Photo-based referring expression data:
╔══

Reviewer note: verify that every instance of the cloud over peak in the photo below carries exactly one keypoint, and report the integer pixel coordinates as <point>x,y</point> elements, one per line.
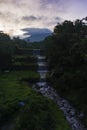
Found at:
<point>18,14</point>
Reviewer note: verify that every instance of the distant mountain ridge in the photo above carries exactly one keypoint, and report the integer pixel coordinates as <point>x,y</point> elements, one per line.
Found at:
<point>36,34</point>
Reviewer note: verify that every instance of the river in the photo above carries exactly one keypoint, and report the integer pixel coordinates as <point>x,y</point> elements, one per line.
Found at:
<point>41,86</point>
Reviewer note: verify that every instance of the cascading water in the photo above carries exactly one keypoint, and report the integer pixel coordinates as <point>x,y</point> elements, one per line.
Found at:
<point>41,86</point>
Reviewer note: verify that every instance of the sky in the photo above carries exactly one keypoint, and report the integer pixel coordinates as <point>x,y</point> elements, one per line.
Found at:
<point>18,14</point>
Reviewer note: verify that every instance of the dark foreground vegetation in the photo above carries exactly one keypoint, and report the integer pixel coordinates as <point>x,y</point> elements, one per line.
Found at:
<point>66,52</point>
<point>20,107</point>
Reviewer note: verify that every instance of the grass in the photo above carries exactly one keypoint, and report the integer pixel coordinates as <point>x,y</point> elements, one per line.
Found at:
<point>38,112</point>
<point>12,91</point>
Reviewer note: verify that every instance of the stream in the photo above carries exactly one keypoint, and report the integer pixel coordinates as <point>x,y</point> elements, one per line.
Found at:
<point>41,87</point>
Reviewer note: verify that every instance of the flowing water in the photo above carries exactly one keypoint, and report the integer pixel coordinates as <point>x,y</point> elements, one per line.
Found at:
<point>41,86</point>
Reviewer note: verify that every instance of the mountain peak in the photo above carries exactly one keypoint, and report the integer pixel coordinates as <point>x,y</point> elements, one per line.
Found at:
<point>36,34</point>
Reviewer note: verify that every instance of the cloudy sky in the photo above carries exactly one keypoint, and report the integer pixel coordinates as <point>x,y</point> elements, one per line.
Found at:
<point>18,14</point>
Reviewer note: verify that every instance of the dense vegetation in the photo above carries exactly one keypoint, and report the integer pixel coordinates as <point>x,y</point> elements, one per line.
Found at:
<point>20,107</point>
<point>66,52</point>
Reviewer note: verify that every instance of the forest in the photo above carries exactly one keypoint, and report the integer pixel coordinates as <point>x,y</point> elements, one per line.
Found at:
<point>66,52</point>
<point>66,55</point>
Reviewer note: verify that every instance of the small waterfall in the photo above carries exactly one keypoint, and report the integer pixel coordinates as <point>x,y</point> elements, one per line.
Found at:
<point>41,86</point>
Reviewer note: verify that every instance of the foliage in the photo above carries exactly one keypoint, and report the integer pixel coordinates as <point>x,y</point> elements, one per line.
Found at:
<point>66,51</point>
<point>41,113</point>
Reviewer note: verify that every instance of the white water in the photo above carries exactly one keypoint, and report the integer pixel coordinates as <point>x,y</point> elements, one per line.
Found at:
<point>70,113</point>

╚══
╔══

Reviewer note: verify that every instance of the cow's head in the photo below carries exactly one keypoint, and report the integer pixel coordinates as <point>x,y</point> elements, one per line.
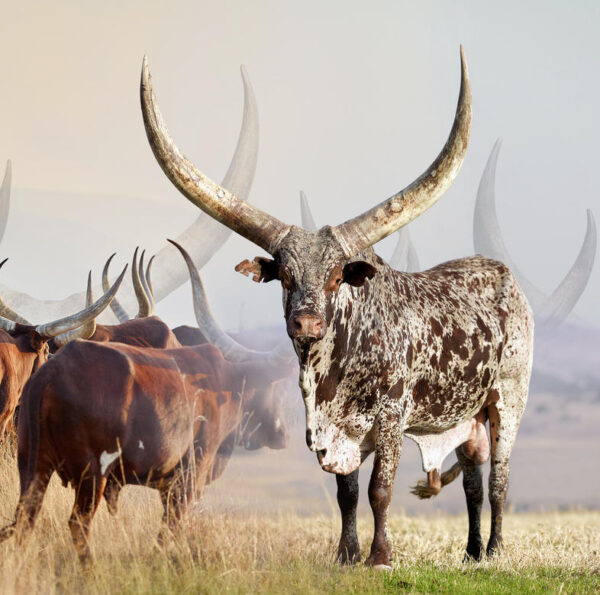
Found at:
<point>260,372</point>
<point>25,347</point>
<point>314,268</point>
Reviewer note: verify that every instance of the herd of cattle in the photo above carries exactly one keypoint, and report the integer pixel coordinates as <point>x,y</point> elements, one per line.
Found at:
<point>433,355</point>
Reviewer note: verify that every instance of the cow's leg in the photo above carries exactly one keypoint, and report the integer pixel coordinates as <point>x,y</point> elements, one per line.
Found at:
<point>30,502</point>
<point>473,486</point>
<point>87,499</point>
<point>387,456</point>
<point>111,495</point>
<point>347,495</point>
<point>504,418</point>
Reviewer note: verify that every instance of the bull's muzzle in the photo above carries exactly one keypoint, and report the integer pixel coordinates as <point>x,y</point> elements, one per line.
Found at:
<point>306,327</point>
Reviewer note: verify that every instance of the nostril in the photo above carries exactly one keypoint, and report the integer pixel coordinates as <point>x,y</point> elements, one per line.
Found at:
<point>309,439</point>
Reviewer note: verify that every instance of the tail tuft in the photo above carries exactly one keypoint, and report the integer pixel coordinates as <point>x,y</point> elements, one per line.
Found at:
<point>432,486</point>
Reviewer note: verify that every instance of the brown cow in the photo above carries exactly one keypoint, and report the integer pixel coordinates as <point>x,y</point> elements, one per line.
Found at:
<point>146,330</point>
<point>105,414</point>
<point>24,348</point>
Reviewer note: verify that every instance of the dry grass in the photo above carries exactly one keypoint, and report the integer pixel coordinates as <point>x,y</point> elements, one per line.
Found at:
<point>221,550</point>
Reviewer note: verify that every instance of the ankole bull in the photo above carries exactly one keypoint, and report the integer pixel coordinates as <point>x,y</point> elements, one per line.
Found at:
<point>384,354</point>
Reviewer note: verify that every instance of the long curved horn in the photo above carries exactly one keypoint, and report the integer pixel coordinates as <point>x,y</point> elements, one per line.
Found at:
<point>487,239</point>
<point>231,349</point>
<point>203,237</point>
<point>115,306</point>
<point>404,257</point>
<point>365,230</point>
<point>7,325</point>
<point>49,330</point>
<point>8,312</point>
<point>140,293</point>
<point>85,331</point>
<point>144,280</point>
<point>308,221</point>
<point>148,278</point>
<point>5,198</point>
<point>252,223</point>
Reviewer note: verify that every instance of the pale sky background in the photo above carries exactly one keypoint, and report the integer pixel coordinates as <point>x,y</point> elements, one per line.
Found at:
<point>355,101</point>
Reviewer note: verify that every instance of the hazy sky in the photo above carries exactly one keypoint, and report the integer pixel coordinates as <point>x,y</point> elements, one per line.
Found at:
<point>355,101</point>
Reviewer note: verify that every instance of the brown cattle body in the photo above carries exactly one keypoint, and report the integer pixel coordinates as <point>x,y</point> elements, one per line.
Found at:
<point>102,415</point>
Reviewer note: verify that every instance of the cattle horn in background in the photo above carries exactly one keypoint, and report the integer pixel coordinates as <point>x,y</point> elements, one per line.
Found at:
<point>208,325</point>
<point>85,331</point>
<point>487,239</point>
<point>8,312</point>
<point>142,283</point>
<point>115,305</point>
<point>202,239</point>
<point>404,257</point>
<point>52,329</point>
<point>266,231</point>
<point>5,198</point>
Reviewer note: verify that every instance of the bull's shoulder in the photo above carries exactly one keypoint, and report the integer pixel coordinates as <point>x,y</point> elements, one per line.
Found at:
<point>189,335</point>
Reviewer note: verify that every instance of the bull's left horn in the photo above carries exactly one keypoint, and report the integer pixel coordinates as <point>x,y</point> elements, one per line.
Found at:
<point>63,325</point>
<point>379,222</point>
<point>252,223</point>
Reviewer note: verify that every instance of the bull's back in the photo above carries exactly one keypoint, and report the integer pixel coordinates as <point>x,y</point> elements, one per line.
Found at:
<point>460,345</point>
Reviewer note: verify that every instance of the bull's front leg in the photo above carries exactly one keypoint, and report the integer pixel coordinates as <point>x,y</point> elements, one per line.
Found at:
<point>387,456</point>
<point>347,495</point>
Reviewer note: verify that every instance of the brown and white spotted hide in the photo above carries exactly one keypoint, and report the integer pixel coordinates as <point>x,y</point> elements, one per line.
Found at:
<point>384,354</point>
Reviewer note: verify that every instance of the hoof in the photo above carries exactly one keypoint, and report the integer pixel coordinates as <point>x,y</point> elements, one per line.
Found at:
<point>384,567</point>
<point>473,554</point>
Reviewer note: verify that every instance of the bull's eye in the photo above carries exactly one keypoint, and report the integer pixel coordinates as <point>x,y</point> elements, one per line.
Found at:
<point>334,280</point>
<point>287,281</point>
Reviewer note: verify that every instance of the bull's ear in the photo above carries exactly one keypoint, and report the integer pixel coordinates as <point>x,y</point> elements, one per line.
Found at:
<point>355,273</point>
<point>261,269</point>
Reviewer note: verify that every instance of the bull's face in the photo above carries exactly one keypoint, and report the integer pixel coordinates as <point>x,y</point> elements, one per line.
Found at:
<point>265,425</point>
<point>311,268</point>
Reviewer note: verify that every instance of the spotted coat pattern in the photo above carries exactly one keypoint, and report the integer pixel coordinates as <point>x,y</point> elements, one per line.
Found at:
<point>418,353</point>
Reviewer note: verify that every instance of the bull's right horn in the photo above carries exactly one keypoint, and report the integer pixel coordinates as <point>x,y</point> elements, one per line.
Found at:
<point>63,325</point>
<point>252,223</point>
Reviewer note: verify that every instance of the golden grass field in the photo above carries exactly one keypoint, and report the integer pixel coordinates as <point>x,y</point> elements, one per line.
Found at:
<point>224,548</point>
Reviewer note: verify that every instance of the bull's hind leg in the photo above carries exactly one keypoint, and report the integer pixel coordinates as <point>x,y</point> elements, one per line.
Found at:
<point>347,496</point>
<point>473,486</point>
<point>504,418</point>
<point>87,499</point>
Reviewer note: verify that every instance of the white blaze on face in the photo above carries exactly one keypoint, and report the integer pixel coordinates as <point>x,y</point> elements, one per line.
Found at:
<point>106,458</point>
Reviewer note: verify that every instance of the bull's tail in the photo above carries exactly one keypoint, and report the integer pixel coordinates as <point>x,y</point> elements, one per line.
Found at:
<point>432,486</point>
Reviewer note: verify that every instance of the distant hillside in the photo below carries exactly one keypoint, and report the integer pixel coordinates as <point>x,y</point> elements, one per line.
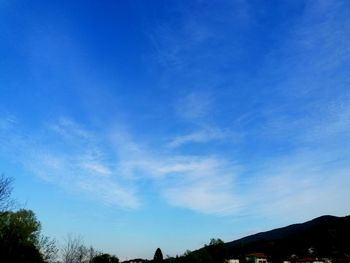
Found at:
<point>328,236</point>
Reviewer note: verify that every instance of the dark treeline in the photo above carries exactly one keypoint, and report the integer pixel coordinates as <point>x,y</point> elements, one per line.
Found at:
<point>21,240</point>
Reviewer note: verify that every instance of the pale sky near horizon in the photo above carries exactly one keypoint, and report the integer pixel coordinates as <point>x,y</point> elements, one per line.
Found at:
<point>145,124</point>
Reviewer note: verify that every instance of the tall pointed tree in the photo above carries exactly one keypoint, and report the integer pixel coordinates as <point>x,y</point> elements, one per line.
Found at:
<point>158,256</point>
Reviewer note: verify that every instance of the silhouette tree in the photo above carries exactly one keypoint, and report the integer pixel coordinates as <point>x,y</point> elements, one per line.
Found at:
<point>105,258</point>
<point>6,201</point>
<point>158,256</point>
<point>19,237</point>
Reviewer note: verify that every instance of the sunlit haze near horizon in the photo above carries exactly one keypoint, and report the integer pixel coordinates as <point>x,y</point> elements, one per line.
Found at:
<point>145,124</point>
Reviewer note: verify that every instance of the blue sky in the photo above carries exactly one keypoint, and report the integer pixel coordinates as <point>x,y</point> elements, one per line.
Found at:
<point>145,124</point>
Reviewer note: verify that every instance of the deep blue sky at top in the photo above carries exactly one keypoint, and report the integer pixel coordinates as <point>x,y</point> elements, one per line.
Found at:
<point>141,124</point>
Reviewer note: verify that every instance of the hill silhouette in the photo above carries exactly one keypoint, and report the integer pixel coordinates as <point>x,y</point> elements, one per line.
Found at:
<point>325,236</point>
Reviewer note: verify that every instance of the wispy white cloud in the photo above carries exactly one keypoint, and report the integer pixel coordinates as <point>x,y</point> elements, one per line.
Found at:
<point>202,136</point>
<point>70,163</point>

╚══
╔══

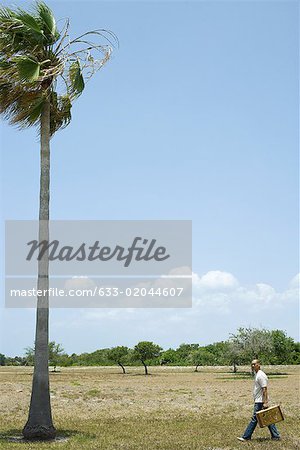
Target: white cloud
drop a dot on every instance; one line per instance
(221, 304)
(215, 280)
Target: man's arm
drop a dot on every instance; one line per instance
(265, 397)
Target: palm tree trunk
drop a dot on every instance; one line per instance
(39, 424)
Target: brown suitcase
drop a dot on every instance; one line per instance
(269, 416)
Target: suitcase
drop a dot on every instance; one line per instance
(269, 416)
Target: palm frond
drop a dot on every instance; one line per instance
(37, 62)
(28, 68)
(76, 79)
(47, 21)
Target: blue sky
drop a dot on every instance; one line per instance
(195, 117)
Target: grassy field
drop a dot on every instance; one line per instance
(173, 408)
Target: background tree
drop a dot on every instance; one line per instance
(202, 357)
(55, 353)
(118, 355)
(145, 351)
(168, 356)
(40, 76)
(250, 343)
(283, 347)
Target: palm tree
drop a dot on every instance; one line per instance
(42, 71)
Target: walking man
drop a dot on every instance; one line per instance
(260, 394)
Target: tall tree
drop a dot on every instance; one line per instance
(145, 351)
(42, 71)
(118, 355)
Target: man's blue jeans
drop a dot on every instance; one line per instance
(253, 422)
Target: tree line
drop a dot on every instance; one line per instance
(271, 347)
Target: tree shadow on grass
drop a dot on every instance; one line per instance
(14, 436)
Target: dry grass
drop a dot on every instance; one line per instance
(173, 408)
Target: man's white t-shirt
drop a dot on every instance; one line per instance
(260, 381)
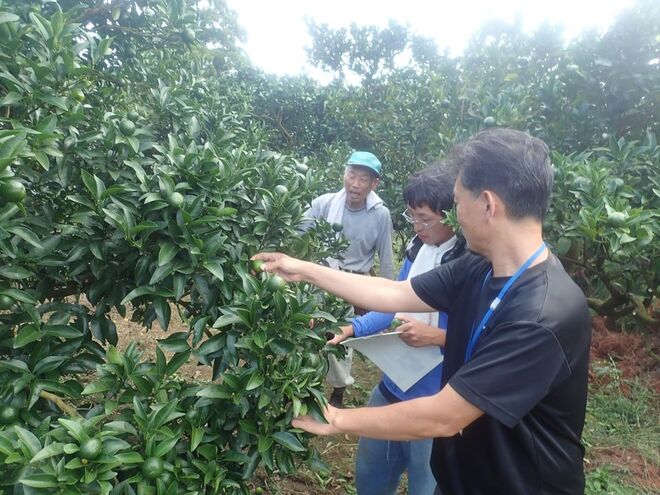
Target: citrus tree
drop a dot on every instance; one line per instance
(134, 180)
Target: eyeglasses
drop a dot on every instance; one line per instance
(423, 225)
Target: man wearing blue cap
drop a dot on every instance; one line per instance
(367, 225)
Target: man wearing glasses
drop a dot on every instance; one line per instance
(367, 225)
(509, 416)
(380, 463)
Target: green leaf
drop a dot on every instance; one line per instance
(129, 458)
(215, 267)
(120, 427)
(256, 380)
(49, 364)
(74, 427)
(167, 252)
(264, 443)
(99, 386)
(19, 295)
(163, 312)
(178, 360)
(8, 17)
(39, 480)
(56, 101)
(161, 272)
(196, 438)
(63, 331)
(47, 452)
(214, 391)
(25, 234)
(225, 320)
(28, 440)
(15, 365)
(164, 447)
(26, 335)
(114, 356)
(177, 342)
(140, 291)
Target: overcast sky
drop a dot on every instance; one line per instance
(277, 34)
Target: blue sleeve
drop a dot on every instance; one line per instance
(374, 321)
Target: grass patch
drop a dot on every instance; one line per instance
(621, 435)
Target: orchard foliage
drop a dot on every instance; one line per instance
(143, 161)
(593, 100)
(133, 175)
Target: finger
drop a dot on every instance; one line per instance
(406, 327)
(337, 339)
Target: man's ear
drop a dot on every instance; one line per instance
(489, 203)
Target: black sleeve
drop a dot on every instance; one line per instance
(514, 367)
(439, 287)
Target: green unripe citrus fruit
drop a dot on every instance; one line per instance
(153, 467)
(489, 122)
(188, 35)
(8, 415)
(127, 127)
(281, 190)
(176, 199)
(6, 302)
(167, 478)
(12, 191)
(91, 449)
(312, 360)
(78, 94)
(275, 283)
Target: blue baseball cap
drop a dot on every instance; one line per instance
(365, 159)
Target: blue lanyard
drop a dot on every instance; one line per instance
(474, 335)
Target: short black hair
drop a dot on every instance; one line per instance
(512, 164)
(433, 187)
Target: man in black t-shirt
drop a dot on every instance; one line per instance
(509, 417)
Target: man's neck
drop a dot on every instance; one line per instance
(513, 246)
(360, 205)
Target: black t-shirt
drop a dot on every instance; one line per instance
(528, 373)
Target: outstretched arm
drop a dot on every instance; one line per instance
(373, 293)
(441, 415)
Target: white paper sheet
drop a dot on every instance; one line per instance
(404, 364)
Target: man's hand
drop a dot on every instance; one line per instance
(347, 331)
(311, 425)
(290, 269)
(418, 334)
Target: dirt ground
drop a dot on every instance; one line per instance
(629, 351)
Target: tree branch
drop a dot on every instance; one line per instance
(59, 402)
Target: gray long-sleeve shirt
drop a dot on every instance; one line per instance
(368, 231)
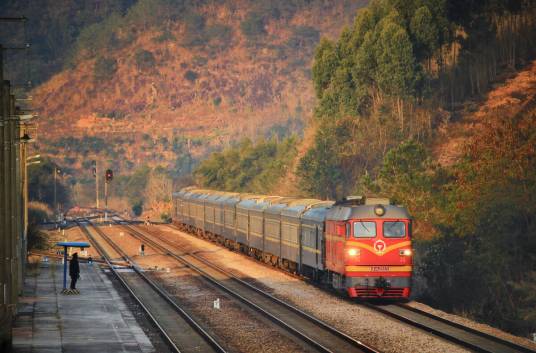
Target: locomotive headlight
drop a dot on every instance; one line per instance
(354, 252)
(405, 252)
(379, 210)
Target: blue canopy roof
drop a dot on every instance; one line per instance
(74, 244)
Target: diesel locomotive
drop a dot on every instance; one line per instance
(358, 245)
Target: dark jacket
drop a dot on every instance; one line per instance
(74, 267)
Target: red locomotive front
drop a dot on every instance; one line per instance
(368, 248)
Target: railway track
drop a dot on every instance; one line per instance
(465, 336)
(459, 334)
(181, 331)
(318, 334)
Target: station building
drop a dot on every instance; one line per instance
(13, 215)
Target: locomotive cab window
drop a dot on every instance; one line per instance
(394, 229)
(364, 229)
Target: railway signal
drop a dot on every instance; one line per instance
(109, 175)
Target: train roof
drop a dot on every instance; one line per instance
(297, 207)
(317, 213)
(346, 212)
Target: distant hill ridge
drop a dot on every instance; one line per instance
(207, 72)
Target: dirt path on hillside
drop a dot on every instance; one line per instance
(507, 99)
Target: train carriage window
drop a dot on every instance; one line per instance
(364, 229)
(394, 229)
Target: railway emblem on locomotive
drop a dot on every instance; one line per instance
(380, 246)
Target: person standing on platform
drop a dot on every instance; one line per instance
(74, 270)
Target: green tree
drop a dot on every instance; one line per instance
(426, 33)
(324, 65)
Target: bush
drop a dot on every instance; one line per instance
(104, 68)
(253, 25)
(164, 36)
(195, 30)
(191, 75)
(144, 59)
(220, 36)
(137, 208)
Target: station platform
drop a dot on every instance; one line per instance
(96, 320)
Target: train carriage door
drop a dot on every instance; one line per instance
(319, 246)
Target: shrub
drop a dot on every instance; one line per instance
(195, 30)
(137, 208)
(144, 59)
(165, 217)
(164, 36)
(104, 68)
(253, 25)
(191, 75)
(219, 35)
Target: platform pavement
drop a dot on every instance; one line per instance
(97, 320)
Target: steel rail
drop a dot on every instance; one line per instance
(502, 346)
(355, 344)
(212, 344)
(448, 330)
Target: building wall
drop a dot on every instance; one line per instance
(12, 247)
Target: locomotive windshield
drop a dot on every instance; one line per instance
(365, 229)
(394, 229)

╚══

== WHAT TO PRODUCE ==
For each line in the records that contains the word "near", make a copy.

== ANSWER AREA ==
Reviewer note: verify that every instance of the pale sky near horizon in the photo above carries exactly one keypoint, and report the integer pixel coordinates as <point>x,y</point> elements, one per line.
Reviewer note: verify that every instance of the sunlit haze near horizon in the photo above carries exactly one keypoint, and report the integer pixel coordinates as <point>x,y</point> elements, one per line.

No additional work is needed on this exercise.